Selected extract>
One major reason why maize productivity in sub-Saharan Africa is very low is poor soil health. Soil acidity is often mentioned because of its impact on crop yields and the extent of acid soils in the region. A recent soil mapping exercise, conducted by the Ethiopian Soil Information System (EthioSIS) under the administration of the Ethiopian Agricultural Transformation Agency (ATA), estimated that 43% of arable lands were affected by acid soils and that 3.6 million people, about 10% of the total rural population, live in areas with acidic soils.
Very acid soils — those with a pH below 5.5, roughly one hundred times more acidic than neutral soils — are associated with certain toxicities, like aluminum and iron excess, and some nutrient deficiencies. Soil acidity pushes soil nutrients out of reach of the plant, leading to stunting of root system and plant. As a result, the plant becomes also less tolerant to drought.
Soil acidification depends on soil nature, agroecology and farming systems. It happens through natural leaching of CO2 after rainfall and excess application of nitrogenous fertilizer or organic matter, for instance.
As a result, soil acidity significantly affects maize yields. In Ethiopia, studies have revealed substantial impacts on crop productivity related to acid soils and the importance of acid soil management for Ethiopia’s food security. The Ethiopian Institute of Agricultural Research (EIAR) estimated that soil acidity on wheat production alone costed the country over 9 billion Ethiopian Birr, about $300 million per year.
Acidic soils in the limelight
Preliminary analysis led by the International Food Policy Research Institute (IFPRI) suggests that yields of major cereal crops, such as wheat and barley, could increase by 20 to 40% with the application of lime in acidic areas of the country.
While these preliminary results are significant, we need to know more about local farmers’ experience with acidic soil and their mitigation strategies. Such impact assessments are however typically determined at either the national or experimental plot level and do not map where mitigating against acid soils would be the most profitable.

Data under study>
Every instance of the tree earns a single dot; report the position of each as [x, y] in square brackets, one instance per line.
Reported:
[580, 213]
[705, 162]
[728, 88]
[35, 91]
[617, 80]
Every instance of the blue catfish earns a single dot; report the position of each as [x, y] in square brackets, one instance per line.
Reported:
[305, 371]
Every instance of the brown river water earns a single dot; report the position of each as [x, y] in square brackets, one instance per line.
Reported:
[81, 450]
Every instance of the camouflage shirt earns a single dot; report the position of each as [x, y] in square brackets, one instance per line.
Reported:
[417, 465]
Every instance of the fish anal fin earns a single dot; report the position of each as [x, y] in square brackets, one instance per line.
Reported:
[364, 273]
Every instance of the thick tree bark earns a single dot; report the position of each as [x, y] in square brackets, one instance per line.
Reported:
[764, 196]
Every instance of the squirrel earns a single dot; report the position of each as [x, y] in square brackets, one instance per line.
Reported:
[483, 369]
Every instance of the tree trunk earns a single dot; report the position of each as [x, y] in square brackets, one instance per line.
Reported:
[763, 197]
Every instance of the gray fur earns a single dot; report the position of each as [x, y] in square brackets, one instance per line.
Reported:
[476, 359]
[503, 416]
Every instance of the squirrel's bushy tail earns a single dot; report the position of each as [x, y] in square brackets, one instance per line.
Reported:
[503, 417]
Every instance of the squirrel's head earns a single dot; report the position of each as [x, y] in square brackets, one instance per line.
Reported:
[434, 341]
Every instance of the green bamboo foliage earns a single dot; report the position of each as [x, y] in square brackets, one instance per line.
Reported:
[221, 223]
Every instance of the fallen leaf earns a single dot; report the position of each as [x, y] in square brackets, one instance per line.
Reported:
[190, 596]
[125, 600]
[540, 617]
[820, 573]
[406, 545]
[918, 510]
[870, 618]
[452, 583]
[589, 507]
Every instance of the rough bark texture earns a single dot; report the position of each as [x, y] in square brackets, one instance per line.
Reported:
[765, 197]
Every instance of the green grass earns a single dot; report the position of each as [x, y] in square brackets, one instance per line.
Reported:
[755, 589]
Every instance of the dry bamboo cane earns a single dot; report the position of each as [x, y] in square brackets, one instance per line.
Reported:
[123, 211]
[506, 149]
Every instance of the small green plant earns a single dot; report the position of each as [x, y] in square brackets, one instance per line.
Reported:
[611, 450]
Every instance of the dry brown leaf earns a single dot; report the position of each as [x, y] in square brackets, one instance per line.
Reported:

To do>
- 1) In the passage on acid soils, what share of Ethiopia's arable land did the EthioSIS mapping estimate to be affected by acid soils?
- 2) Reproduce the part of the passage on acid soils starting at "One major reason" and ending at "with acidic soils.".
The lines have no connection to the passage on acid soils.

Results for each task>
- 1) 43%

- 2)
One major reason why maize productivity in sub-Saharan Africa is very low is poor soil health. Soil acidity is often mentioned because of its impact on crop yields and the extent of acid soils in the region. A recent soil mapping exercise, conducted by the Ethiopian Soil Information System (EthioSIS) under the administration of the Ethiopian Agricultural Transformation Agency (ATA), estimated that 43% of arable lands were affected by acid soils and that 3.6 million people, about 10% of the total rural population, live in areas with acidic soils.